═════ RECORD EXTRACTS

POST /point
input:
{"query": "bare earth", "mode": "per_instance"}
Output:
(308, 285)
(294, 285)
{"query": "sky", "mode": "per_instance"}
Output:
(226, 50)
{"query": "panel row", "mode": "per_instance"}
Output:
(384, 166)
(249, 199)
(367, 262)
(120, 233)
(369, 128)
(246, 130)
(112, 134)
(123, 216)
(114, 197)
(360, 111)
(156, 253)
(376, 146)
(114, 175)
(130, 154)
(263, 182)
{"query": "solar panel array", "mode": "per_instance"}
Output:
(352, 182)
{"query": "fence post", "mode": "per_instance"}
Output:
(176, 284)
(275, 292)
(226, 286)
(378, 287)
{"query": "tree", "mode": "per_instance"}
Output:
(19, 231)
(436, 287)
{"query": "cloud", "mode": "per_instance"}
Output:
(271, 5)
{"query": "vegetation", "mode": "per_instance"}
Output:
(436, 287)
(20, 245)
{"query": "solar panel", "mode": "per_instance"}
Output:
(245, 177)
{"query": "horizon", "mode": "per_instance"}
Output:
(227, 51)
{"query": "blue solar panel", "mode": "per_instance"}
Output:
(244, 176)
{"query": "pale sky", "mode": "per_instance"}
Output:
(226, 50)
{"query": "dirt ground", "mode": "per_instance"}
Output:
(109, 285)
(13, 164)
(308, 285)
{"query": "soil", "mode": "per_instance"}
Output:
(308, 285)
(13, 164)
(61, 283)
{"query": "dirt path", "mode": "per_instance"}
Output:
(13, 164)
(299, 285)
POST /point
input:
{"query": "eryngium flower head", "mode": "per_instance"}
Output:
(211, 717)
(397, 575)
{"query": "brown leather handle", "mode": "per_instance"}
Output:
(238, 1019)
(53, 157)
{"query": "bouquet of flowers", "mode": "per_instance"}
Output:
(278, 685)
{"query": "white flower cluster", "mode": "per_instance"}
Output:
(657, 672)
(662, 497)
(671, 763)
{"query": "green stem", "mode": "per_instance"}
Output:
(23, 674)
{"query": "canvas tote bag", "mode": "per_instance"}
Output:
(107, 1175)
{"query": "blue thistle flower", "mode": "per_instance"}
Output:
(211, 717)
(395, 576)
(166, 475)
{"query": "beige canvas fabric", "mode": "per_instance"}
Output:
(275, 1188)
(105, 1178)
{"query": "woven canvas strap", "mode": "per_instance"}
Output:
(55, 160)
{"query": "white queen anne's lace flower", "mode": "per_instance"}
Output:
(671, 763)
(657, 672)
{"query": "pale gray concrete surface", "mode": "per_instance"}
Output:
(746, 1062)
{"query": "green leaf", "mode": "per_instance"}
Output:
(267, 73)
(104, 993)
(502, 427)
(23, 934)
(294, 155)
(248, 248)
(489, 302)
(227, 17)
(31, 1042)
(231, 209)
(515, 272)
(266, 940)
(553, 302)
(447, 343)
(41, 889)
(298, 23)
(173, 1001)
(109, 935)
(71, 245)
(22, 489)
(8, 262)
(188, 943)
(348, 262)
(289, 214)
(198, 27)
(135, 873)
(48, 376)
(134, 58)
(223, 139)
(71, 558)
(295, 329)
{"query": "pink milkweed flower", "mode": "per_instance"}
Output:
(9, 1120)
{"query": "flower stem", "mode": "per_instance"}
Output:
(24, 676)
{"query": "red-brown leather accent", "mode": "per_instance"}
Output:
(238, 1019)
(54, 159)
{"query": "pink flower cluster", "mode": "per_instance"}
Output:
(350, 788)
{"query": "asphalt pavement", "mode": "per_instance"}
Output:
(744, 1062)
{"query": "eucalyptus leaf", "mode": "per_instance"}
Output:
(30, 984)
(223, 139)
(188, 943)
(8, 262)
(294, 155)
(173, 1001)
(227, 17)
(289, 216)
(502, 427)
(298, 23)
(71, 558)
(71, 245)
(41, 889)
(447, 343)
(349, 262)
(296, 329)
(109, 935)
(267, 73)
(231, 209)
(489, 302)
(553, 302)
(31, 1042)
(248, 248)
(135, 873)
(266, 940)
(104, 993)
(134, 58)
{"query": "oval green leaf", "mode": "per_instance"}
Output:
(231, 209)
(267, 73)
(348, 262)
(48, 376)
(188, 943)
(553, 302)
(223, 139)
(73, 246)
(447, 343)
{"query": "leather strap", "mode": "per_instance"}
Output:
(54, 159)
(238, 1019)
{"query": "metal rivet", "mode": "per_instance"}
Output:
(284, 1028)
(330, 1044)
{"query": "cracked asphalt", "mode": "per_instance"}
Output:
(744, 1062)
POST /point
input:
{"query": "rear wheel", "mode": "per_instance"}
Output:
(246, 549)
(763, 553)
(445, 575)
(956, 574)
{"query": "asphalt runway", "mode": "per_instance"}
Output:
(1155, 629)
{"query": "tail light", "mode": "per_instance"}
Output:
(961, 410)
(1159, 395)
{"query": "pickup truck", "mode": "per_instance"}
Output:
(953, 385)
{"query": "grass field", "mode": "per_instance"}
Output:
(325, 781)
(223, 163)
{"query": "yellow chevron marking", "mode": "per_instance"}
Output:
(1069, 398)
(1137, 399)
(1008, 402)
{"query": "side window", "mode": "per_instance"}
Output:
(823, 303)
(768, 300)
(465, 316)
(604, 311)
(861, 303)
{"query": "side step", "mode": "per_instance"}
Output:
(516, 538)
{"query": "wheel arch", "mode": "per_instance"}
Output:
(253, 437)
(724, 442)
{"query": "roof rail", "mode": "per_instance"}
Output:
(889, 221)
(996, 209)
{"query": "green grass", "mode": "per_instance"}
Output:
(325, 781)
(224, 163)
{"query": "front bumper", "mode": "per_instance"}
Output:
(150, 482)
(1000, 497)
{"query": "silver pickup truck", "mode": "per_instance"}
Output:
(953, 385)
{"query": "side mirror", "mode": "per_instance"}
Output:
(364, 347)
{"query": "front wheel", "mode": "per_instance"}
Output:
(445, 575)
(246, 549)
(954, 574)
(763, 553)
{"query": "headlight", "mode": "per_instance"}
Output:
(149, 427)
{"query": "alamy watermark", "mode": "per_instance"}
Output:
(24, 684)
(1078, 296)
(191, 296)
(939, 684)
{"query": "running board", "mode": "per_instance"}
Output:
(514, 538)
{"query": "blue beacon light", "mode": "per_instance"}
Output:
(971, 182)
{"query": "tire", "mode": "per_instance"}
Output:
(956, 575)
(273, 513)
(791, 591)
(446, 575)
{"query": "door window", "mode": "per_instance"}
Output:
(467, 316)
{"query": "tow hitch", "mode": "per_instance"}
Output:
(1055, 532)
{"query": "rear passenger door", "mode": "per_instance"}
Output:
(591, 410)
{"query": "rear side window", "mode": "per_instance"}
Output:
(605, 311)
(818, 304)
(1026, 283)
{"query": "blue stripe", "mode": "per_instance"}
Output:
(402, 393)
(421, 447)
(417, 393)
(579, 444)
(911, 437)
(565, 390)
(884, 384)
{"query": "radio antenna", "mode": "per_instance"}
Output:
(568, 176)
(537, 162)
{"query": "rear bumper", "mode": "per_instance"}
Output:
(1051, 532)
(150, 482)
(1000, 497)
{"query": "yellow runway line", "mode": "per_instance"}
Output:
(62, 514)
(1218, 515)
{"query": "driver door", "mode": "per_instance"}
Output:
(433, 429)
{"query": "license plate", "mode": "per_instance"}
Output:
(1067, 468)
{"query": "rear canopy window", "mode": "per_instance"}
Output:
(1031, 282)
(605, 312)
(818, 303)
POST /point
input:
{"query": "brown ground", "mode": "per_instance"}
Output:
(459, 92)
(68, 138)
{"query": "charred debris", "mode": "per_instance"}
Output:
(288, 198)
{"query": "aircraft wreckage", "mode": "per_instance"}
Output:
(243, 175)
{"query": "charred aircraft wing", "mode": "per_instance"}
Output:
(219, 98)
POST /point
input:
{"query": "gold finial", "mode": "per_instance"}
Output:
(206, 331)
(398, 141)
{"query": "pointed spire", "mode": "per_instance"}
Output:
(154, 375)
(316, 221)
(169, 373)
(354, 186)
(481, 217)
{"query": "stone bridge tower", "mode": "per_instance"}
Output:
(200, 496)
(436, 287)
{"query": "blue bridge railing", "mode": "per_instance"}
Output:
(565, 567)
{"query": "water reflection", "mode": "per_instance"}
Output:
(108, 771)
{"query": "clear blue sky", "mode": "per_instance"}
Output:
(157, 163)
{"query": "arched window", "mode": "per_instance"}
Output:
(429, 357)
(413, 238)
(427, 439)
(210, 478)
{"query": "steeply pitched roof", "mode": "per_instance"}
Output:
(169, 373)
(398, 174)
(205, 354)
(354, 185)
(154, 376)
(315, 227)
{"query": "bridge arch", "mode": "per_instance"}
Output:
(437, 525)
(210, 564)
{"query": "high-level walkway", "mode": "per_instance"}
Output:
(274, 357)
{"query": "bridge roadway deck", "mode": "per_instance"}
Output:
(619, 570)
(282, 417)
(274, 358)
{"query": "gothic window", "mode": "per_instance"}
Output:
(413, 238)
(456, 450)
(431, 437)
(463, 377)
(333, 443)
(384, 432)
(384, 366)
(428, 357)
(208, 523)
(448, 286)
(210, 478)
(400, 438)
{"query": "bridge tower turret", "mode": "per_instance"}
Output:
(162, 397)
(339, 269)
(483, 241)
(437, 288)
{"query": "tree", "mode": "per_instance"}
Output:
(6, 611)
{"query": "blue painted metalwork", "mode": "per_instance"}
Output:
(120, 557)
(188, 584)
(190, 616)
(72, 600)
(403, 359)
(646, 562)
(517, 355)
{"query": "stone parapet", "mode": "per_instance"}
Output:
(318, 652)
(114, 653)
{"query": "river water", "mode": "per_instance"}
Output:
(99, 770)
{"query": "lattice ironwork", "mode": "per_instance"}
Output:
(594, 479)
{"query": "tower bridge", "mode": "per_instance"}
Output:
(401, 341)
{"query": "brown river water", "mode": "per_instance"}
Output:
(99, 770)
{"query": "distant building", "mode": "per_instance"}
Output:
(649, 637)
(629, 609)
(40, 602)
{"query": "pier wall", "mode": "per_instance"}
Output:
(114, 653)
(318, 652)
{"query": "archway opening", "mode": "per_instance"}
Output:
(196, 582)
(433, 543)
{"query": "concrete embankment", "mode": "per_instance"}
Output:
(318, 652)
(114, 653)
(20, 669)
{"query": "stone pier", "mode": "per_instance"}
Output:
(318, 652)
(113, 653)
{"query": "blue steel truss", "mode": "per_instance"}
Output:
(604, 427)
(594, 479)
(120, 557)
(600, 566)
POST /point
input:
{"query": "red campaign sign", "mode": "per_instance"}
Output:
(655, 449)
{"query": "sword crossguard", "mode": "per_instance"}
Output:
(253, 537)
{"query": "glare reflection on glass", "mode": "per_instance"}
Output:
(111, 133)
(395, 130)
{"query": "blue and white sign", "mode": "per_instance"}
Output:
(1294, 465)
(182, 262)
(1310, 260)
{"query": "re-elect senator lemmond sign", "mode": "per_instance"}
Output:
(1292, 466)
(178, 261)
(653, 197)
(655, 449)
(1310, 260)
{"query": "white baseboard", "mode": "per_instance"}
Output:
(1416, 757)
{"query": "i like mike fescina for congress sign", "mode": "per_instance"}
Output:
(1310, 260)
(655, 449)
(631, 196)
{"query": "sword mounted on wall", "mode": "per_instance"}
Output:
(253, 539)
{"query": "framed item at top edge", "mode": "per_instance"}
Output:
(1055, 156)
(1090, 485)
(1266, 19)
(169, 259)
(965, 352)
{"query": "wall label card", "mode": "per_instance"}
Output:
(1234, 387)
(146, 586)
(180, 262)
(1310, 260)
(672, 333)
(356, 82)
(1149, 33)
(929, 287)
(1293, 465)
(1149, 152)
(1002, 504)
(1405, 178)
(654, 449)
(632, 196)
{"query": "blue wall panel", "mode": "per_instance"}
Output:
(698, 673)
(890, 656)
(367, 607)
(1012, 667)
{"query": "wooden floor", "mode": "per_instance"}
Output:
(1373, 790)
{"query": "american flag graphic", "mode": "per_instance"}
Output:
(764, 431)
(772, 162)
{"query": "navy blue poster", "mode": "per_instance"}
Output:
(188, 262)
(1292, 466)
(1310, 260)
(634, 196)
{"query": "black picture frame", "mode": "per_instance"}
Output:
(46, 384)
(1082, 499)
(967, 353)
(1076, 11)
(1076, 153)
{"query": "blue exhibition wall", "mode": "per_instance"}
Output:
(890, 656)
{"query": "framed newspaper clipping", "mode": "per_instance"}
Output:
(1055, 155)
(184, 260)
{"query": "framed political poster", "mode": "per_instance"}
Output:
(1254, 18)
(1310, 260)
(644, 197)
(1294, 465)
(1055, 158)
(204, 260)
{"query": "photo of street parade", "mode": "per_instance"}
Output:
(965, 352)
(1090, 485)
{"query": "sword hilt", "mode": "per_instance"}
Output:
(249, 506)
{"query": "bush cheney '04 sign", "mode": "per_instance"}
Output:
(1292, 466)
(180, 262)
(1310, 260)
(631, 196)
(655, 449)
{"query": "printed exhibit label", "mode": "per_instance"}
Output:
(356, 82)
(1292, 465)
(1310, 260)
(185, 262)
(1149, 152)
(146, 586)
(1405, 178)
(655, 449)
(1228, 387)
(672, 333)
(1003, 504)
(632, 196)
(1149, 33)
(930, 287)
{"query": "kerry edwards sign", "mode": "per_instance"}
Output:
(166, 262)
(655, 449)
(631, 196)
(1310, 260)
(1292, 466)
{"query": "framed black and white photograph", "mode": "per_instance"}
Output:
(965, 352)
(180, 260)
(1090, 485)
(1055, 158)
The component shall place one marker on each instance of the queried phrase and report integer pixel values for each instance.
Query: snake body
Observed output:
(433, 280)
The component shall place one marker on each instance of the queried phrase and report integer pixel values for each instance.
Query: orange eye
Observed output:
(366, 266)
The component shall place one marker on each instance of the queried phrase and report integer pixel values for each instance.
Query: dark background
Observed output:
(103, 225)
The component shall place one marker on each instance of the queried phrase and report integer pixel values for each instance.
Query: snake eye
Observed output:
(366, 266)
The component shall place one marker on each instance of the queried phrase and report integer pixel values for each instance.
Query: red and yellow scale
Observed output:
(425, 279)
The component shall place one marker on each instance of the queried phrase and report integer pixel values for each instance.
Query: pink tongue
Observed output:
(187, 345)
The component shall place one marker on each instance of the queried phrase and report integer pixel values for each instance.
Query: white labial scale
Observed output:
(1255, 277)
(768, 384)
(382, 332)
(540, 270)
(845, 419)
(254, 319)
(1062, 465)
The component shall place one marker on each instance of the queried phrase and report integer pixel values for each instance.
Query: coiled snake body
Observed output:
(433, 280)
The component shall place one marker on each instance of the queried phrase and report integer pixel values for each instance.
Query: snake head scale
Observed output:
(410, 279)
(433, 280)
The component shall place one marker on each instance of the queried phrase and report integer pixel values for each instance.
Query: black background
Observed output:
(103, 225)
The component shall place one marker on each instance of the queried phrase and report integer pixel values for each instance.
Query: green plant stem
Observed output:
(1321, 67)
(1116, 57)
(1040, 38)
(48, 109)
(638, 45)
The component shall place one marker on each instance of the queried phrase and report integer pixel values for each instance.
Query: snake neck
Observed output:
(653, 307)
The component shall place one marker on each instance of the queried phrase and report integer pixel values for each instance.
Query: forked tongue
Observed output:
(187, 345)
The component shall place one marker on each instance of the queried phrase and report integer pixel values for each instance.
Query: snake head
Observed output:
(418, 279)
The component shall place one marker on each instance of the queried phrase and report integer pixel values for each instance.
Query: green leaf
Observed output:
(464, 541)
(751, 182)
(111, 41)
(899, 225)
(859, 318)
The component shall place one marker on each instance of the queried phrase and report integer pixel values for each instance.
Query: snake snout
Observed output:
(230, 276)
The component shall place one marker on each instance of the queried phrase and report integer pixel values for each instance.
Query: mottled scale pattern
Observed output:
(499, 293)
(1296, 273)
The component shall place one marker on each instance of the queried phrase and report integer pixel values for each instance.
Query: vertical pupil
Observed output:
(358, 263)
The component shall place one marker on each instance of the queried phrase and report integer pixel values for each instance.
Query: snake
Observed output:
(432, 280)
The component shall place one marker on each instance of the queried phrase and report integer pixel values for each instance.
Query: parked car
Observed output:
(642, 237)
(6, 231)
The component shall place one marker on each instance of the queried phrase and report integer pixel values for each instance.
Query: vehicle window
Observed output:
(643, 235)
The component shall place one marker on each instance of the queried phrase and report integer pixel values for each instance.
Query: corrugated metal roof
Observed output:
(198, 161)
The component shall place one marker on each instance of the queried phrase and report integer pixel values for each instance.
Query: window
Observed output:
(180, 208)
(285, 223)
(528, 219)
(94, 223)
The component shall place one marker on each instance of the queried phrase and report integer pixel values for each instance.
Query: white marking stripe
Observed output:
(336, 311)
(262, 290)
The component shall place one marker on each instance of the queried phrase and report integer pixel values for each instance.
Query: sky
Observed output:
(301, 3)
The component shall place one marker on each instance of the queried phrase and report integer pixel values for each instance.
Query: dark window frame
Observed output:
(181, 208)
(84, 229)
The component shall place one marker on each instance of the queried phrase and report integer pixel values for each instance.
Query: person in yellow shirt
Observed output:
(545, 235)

══════════

### YOUR GOAL
Report each line of the material above that contains the word "reflection".

### RESULT
{"query": "water reflection", "mode": "per_instance"}
{"query": "glare reflection on glass", "mode": "per_instance"}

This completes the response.